------ Text block
FIGURE 12.2 A network operations center

In large networks, network monitoring becomes more important. Large networks that support organizations operating 24 hours a day are often mission critical, which means a network problem can have serious business consequences. For example, consider the impact of a network failure for a common carrier such as AT&T or for the air traffic control system. These networks often have a dedicated network operations center (NOC) that is responsible for monitoring and fixing problems. Such centers are staffed by a set of skilled network technicians that use sophisticated network management software. When a problem occurs, the software immediately detects the problems and sends an alarm to the NOC. Staff members in the NOC diagnose the problem and can sometimes fix it from the NOC (e.g., restarting a failed device). Other times, when a device or circuit fails, they must change routing tables to route traffic away from the device and inform the common carrier or dispatch a technician to fix or replace it.

Figure 12.2 depicts an NOC similar to one at Indiana University. The NOC at Indiana University is staffed 24 hours a day, 7 days a week to monitor the university's networks. The NOC also has responsibility for managing portions of several very high-speed networks including the Abilene Network of Internet2 (see Management Focus Box 12.5).

The parameters monitored by a network management system fall into two distinct categories: physical network statistics and logical network information. Gathering statistics on the physical network parameters includes monitoring the operation of the network's modems, multiplexers, circuits linking the various hardware devices, and any other network devices. Monitoring the physical network consists of keeping track of circuits that may be down and tracing malfunctioning devices. Logical network parameters include performance measurement systems that keep track of user response times, the volume of traffic on a specific circuit, the destination of data routed across various networks, and any other indicators showing the level of service provided by the network.

Some types of management software operate passively, collecting the information and reporting it back to the central NOC. Others are active, in that they routinely send test messages to the servers or application being monitored (e.g., an HTTP Web page request) and record the response times. One common type of monitoring approach is the network weather map, which displays the usage of all major circuits in the network in real time.¹

Performance tracking is important because it enables the network manager to be proactive and respond to performance problems before users begin to complain. Poor network reporting leads to an organization that is overburdened with current problems and lacks time to address future needs. Management requires adequate reports if it is to address future needs.
------------
------ Given information
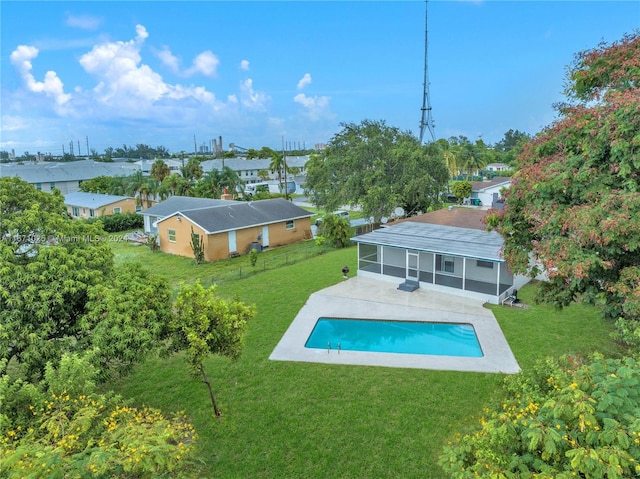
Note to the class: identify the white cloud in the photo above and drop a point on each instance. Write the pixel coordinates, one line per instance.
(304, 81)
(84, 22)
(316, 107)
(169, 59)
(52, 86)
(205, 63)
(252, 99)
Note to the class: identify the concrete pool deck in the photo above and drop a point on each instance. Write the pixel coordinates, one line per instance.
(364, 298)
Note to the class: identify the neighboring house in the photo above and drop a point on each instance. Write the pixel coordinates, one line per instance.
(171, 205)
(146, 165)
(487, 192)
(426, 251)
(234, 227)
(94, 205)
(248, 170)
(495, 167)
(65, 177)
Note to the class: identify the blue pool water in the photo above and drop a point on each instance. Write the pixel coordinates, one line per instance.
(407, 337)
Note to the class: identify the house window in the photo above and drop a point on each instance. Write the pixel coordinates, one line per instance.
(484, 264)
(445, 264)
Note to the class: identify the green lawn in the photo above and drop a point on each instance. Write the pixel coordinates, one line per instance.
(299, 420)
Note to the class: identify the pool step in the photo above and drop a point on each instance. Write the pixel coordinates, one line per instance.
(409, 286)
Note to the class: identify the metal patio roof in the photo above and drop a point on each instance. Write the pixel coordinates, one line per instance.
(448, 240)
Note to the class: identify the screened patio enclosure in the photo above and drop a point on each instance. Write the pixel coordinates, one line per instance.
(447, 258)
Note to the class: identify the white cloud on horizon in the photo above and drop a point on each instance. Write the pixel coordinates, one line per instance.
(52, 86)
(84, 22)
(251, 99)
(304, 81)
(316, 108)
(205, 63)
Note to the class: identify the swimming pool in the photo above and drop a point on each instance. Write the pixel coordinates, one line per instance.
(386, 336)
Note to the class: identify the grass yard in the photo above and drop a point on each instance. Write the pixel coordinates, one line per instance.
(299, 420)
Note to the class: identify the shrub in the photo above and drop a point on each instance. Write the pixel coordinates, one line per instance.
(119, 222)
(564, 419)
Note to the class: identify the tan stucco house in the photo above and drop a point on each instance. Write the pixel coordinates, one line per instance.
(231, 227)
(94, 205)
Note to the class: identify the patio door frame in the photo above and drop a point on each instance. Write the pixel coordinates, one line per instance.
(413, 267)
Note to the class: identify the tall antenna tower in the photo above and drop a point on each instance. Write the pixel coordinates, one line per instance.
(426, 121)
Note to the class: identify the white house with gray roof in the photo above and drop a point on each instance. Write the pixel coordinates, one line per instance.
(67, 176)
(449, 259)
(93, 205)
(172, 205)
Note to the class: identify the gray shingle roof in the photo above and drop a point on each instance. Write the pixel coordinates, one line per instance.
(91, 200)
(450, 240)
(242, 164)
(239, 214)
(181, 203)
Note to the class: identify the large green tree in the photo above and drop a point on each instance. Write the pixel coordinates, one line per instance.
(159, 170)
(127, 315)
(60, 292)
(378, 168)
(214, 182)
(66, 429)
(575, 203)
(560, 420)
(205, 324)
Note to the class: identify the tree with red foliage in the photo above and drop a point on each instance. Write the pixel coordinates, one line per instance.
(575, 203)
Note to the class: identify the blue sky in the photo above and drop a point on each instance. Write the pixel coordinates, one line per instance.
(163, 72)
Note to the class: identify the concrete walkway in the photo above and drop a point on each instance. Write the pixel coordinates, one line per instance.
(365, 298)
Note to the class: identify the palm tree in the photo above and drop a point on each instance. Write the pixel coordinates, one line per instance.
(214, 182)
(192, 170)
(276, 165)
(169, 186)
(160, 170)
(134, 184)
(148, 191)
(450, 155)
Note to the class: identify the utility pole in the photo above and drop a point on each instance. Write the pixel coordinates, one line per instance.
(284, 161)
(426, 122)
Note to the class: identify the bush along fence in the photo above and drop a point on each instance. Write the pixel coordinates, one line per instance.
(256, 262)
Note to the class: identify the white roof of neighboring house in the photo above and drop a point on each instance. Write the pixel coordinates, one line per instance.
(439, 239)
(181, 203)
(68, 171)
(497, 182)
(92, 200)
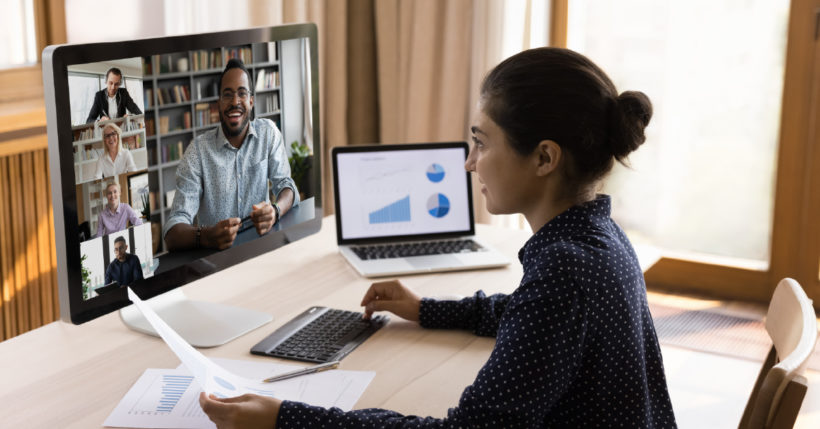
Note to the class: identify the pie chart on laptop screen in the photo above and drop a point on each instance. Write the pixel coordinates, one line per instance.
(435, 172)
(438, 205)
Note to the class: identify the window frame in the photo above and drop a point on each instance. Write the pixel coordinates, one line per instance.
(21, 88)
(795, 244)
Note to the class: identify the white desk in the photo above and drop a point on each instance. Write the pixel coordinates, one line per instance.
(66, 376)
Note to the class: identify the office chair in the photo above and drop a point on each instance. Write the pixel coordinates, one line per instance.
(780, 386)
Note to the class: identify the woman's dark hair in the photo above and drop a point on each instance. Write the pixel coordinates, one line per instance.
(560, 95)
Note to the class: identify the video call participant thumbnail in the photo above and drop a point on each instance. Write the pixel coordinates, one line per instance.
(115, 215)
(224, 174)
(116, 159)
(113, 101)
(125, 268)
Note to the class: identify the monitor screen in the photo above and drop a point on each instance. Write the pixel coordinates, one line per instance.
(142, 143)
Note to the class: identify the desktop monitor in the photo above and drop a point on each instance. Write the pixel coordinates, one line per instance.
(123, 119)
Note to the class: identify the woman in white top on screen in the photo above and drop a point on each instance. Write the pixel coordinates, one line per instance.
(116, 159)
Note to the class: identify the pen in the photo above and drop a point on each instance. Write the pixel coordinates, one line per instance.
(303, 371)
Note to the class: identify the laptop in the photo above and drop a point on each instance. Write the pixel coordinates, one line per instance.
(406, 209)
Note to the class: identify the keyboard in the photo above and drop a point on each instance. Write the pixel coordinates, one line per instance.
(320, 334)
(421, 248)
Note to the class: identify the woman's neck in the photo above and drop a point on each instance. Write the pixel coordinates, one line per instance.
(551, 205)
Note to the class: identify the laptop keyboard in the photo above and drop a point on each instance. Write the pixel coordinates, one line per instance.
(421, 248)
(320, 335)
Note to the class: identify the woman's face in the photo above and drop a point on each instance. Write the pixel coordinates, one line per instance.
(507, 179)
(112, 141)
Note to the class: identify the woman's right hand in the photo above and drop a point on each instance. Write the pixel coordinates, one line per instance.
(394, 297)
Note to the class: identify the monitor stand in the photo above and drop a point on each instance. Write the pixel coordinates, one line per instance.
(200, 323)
------------
Work item A:
Swap "multiplexers" for "switches" in the network monitoring text and give that part again, starting at "The parameters monitored" and ending at "by the network.".
Work item B:
Write the next part of the network monitoring text.
The lines have nothing to do with the text on network monitoring.

Written reply A:
The parameters monitored by a network management system fall into two distinct categories: physical network statistics and logical network information. Gathering statistics on the physical network parameters includes monitoring the operation of the network's modems, switches, circuits linking the various hardware devices, and any other network devices. Monitoring the physical network consists of keeping track of circuits that may be down and tracing malfunctioning devices. Logical network parameters include performance measurement systems that keep track of user response times, the volume of traffic on a specific circuit, the destination of data routed across various networks, and any other indicators showing the level of service provided by the network.

Written reply B:
12.4.2 Failure Control Function

Failure control requires developing a central control philosophy for problem reporting, whether the problems are first identified by the NOC or by users calling in to the NOC or a help desk. Whether problem reporting is done by the NOC or the help desk, the organization should maintain a central telephone number for network users to call when any problem occurs in the network. As a central troubleshooting function, only this group or its designee should have the authority to call hardware or software vendors or common carriers.

Many years ago, before the importance (and cost) of network management was widely recognized, most networks ignored the importance of fault management. Network devices were “dumb” in that they did only what they were designed to do (e.g., routing packets) but did not provide any network management information.

For example, suppose a network interface card fails and begins to transmit garbage messages randomly. Network performance immediately begins to deteriorate because these random messages destroy the messages transmitted by other computers, which need to be retransmitted. Users notice a delay in response time and complain to the network support group, which begins to search for the cause. Even if the network support group suspects a failing network card (which is unlikely unless such an event has occurred before), locating the faulty card is very difficult and time consuming.

Most network managers today are installing managed devices that perform their functions (e.g., routing, switching) and also record data on the messages they process (see Chapter 12). These data can be sent to the network manager's computer when the device receives a special control message requesting the data, or it can send an alarm message to the network manager's computer if the device detects a critical situation. In this way, network faults and performance problems can be detected and reported by the devices themselves before they become serious. In the case of the failing network card, a managed device could record the increased number of retransmissions required to successfully transmit messages and inform the network management software of the problem. A managed hub or switch might even be able to detect the faulty transmissions from the failing network card, disable the incoming circuit so that the card could not send any more messages, and issue an alarm to the network manager. In either case, finding and fixing the fault is much simpler, requiring minutes, not hours.

12.5 INTERNET2 WEATHER MAP

MANAGEMENT FOCUS

The Abilene network is an Internet2 high-performance backbone that connects regional gigapops to provide high-speed network services to over 220 Internet2 university, corporate, and affiliate member institutions in all 50 states, the District of Columbia, and Puerto Rico. The current network is primarily an OC-192c (10 Gbps) backbone employing optical transport technology and advanced high-performance routers.

The network is monitored 24 hours a day, seven days a week from the network operations center (NOC) located on the campus of Indiana University in Indianapolis. The NOC oversees problem, configuration, and change management; network security; performance and policy monitoring; reporting; quality assurance; scheduling; and documentation. The center provides a structured environment that effectively coordinates operational activities with all participants and vendors related to the function of the network.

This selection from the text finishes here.